* [INSTRUCTIONS FOR THE TASK]:
In the records below, find the line that contains "Where can you find the sandy", then write out that line and each one after it exactly, up to and including the last.

* [RECORDS SUPPLIED]:
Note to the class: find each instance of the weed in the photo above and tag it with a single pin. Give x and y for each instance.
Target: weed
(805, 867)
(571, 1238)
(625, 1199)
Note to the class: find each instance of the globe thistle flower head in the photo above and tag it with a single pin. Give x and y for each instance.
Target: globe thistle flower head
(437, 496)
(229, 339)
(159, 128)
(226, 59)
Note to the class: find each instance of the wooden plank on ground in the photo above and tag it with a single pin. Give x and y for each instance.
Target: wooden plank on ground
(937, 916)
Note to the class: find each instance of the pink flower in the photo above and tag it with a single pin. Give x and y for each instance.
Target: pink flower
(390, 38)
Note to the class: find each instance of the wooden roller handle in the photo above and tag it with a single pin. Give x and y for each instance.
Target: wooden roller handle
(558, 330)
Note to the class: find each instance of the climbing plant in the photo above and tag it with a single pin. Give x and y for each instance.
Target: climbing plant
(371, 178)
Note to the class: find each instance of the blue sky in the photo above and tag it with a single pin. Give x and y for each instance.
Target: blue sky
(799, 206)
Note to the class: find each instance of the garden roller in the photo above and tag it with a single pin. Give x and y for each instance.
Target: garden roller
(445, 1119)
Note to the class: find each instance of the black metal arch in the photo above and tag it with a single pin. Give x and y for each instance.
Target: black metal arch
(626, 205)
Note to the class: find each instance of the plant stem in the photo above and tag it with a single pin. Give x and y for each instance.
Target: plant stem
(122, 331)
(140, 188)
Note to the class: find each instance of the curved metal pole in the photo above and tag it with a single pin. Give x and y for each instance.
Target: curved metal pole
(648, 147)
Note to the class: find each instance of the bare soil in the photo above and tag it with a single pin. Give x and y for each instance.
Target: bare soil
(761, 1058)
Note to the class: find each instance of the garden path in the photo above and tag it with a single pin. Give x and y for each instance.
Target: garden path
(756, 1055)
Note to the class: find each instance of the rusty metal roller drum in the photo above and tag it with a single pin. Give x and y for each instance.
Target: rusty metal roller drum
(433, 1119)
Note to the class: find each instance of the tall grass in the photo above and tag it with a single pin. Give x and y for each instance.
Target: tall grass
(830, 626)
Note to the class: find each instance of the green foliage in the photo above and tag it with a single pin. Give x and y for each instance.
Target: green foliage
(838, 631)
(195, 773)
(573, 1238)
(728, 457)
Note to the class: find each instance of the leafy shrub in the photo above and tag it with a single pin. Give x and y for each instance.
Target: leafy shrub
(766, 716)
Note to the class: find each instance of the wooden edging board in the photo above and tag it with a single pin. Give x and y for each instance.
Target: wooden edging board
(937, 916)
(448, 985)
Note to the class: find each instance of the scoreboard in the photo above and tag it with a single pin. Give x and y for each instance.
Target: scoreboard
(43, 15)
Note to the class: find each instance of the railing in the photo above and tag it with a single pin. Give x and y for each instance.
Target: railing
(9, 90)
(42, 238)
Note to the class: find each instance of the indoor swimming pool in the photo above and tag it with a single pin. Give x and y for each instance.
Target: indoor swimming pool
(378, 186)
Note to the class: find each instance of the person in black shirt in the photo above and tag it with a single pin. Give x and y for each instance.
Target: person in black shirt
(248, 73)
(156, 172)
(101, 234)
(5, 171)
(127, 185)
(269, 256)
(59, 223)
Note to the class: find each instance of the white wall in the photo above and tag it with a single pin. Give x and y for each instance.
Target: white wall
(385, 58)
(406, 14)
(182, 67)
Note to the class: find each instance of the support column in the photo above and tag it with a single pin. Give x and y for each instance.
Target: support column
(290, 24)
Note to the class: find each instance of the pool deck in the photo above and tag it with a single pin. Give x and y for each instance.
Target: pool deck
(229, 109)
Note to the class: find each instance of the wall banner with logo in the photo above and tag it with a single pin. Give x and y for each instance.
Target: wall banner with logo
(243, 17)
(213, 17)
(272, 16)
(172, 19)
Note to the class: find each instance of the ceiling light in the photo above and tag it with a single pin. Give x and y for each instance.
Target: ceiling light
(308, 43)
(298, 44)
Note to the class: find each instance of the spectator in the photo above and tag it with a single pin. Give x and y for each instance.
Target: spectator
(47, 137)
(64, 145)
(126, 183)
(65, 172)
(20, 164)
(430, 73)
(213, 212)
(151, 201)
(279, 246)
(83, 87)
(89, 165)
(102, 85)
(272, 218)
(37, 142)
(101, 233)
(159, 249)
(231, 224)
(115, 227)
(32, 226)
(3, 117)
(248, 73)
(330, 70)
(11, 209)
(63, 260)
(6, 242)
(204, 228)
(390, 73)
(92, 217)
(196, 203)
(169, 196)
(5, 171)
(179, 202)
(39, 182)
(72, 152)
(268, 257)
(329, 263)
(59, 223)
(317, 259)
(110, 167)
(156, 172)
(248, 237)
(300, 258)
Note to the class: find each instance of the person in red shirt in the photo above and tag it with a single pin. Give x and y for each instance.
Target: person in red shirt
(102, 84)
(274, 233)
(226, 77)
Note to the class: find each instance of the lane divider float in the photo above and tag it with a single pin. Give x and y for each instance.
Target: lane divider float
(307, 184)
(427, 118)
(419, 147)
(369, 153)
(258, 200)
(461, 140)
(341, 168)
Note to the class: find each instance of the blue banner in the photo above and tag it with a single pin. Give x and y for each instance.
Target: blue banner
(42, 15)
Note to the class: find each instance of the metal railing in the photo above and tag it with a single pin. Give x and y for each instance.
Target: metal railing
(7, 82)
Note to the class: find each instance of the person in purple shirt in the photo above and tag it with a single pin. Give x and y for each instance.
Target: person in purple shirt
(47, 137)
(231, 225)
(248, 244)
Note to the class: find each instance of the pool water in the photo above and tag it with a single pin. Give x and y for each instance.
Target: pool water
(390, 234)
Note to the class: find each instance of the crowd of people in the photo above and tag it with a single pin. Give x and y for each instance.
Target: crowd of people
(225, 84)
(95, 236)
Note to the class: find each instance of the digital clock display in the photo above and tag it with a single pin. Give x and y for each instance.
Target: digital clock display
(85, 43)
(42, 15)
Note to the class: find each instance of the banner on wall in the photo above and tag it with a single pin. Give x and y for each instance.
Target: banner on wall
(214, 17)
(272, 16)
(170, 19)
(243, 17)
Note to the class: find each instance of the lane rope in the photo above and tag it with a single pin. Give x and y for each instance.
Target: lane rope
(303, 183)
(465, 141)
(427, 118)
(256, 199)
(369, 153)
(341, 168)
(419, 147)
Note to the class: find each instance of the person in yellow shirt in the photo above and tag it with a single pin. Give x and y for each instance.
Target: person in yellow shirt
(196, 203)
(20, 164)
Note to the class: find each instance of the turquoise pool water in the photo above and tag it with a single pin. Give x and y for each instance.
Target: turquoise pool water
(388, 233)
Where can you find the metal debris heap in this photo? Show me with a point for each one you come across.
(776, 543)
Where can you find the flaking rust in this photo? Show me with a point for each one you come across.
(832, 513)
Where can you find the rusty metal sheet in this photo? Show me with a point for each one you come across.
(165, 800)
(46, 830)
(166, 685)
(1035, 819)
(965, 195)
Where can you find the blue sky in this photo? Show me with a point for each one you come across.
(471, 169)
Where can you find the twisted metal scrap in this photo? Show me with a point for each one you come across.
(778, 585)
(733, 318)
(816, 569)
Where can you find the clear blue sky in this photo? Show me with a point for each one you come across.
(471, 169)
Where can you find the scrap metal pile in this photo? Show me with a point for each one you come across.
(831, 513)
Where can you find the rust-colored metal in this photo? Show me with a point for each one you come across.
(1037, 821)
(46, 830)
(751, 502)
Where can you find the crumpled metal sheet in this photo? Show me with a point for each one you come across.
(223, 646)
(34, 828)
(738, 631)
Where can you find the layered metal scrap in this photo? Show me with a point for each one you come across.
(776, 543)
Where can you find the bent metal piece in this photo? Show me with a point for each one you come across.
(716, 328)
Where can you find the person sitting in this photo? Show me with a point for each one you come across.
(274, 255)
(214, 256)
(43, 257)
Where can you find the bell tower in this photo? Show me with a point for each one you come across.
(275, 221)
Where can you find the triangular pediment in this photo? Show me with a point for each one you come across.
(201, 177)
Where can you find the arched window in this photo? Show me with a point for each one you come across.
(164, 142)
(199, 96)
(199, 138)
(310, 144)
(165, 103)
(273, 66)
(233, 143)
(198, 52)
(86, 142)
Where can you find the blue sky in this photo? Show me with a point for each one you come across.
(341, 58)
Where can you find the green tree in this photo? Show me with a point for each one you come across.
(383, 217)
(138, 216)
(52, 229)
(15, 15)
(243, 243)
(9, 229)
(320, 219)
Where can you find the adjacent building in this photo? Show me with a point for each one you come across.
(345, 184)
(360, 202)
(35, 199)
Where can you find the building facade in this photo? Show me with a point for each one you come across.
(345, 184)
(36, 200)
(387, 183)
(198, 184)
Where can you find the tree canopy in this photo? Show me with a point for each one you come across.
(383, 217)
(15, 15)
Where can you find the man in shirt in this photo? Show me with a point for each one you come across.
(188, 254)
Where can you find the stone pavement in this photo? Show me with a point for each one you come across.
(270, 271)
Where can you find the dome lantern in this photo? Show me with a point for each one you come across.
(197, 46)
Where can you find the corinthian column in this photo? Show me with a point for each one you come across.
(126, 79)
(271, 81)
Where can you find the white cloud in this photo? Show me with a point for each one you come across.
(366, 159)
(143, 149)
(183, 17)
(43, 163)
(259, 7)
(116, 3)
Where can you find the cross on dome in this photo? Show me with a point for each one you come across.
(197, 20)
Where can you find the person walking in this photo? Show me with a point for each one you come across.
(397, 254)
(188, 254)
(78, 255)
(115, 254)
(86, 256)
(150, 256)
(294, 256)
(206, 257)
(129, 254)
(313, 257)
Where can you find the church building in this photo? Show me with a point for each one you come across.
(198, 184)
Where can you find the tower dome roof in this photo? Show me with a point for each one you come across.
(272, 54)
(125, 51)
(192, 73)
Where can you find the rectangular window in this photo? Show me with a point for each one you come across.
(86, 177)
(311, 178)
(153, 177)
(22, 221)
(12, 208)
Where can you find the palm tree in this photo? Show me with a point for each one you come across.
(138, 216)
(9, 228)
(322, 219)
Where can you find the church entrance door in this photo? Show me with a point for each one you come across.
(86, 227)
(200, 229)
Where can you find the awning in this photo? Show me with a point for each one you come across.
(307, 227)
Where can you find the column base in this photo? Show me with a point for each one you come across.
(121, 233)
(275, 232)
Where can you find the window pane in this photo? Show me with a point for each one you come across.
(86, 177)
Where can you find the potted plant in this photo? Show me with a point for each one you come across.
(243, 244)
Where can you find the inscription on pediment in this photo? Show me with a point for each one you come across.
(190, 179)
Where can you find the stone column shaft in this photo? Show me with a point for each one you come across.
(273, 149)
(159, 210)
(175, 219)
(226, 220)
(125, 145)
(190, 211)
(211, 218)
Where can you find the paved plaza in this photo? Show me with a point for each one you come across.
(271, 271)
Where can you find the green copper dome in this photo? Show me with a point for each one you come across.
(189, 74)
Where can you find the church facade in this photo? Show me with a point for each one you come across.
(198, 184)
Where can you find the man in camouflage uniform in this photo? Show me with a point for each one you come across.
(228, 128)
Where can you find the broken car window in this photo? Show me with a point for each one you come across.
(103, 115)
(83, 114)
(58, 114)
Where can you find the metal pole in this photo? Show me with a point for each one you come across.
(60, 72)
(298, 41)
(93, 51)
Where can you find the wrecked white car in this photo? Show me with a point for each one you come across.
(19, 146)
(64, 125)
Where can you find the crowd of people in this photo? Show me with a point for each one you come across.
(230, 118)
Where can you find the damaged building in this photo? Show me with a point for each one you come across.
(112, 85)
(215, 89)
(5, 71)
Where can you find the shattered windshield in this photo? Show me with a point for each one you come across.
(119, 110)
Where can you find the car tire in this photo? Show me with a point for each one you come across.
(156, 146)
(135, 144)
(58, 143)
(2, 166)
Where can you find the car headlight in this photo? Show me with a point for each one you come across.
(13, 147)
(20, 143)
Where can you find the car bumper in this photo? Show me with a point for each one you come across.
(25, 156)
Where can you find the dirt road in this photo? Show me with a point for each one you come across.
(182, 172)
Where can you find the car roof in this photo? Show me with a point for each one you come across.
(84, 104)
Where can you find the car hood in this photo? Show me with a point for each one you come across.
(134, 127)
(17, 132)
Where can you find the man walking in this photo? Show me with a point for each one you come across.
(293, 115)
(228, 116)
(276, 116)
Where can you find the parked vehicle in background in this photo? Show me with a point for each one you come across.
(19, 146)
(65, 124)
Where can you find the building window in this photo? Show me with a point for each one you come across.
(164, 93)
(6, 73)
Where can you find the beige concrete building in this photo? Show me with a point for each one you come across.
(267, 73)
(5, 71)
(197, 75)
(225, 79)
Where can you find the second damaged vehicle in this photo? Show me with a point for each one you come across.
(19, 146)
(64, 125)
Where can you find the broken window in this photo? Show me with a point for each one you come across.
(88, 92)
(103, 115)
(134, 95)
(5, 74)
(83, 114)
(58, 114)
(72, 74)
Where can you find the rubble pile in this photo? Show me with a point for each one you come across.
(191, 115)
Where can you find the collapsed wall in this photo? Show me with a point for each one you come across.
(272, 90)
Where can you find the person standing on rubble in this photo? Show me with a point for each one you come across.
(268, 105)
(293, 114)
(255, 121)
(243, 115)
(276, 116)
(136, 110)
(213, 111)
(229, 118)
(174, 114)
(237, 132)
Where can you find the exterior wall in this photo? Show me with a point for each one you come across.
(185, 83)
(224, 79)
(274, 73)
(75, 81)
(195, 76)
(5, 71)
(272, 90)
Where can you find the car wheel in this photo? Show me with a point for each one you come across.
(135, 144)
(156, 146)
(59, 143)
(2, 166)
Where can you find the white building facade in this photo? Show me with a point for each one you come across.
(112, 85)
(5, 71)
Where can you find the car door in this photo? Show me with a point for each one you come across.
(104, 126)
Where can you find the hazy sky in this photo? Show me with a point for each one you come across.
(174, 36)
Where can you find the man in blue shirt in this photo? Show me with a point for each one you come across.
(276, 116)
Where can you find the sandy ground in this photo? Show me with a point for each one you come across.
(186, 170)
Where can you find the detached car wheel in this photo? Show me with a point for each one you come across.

* [ANSWER BOX]:
Where can you find the sandy ground in this photo? Show me with a point for each one you come across.
(186, 170)
Where can you find the detached car wheel in this photo? Show me with a point for each one you come across.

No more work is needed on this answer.